Spannend sind auch Ergebnisse aus der Alzheimer-Forschung, wie Haslberger berichtet. „Neuroinflammation, Alterungsvorgänge und reduzierte Autophagie schädlicher Proteine im Gehirn werden mit gestörter Balance von Mikrobiota und deren Metaboliten in Zusammenhang gebracht.“ Daraus resultiere eine Beeinträchtigung der Blut-Hirn-Schranke und die Förderung von Neuroinflammation, Nervenschädigung und schließlich Neurodegeneration. Viele Bakterienstämme sind auch in der Lage, extrazelluläre Amyloide zu produzieren, welche die Darmbarriere und die Blut-Hirn-Schranke passieren können. Es kommt dabei auch zu einer Verbreitung des für den Abbau der kognitiven Funktion mitverantwortlichen Amyloid-beta (Aβ). Eine Dysbiose der Darmmikrobiota begünstigt diesen Prozess der Neurodegeneration somit.5, 6

Die Darm-Leber-Achse

Mehr als ein Viertel der Österreicher leidet unter einer nichtalkoholischen Fettleber (NAFLD). Der Lebensstil gilt dabei als Hauptauslöser. Das Darmmikrobiom spielt jedoch ebenfalls eine Rolle bei der Entstehung der Krankheit.

Das Zusammenspiel von Darm und Leber ist bereits recht gut erforscht. Besonders die Interaktionen zwischen Gallensäuren und dem Mikrobiom sind spannend. Die zunächst in der Leber synthetisierten Gallensäuren werden durch das Darmmikrobiom in eine sekundäre Form metabolisiert. „Auf diese Weise regulieren sie die Mikrobiotazusammensetzung direkt“, sagt Haslberger. Gallensäuren regulieren eine Überwucherung und die Zusammensetzung über den Farnesoid-X-Rezeptor (FXR) und den G-gekoppelten Membran-Rezeptor 5 (TGR-5).7 Umgekehrt könne eine Dysbiose dazu führen, dass lipopolysaccharidtragende Bakterien durch die Darmwand ins Blut treten, welche in der Leber zur Bildung proinflammatorischer Botenstoffe führen.

────────────────

ANFORDERUNG 1.
Nennen Sie alle Abkürzungen, die im Text über das Darmmikrobiom in Klammern stehen, jeweils mit der dort genannten ausgeschriebenen Bezeichnung.
ANFORDERUNG 2.
Geben Sie den Abschnitt des Textes über das Darmmikrobiom zwischen „Mehr als ein“ und „Entstehung der Krankheit.“ einschließlich wortgetreu wieder.

Gespeicherte Dateneinträge:
────────────────

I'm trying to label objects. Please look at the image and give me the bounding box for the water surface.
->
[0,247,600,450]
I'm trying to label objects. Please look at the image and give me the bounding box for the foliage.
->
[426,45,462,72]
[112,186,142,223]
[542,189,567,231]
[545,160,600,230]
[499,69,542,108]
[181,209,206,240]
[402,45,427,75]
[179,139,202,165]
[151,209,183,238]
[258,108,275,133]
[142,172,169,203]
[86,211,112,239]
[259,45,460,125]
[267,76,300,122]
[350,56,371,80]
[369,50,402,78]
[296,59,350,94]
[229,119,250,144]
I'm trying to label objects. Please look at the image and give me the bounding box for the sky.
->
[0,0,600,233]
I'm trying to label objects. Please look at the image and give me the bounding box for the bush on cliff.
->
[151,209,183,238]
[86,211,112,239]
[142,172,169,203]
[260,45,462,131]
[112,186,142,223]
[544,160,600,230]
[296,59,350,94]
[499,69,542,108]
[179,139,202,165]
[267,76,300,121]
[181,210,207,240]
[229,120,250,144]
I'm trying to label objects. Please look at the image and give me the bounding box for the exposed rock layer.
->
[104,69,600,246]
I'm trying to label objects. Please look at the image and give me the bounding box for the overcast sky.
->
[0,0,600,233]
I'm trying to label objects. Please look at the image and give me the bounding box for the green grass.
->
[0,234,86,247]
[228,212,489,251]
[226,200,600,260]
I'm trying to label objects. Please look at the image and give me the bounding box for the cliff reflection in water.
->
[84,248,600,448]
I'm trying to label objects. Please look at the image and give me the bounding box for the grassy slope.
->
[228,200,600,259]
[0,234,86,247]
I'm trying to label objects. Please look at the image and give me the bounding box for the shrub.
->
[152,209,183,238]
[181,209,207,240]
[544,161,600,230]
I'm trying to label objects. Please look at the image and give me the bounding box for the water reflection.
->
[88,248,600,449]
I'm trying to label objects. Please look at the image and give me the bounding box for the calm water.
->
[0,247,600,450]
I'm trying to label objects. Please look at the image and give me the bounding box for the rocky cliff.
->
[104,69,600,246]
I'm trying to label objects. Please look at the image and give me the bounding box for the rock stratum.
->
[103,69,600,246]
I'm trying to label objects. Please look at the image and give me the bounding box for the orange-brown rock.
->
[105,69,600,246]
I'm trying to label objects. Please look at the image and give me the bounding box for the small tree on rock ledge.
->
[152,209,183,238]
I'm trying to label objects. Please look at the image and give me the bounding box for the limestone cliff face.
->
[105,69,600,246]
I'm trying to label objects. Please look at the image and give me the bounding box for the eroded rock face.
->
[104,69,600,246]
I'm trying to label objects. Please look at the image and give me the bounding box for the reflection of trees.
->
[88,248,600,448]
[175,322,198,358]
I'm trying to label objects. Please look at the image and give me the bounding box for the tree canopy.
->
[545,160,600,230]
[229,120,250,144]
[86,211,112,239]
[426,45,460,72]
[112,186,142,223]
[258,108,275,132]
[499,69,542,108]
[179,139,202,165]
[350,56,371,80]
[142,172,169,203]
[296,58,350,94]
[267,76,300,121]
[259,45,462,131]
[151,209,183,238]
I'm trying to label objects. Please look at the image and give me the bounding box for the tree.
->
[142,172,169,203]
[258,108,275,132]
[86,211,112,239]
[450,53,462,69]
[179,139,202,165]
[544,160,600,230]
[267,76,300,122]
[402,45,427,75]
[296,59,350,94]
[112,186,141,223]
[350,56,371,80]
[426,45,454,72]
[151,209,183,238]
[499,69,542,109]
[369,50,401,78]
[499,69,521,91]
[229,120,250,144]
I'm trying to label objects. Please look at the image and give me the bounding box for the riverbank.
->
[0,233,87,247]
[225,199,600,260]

────────────────

IHRE LÖSUNG 1.
- Aβ – Amyloid-beta
- NAFLD – nichtalkoholische Fettleber
- FXR – Farnesoid-X-Rezeptor
- TGR-5 – G-gekoppelter Membran-Rezeptor 5

IHRE LÖSUNG 2.
Mehr als ein Viertel der Österreicher leidet unter einer nichtalkoholischen Fettleber (NAFLD). Der Lebensstil gilt dabei als Hauptauslöser. Das Darmmikrobiom spielt jedoch ebenfalls eine Rolle bei der Entstehung der Krankheit.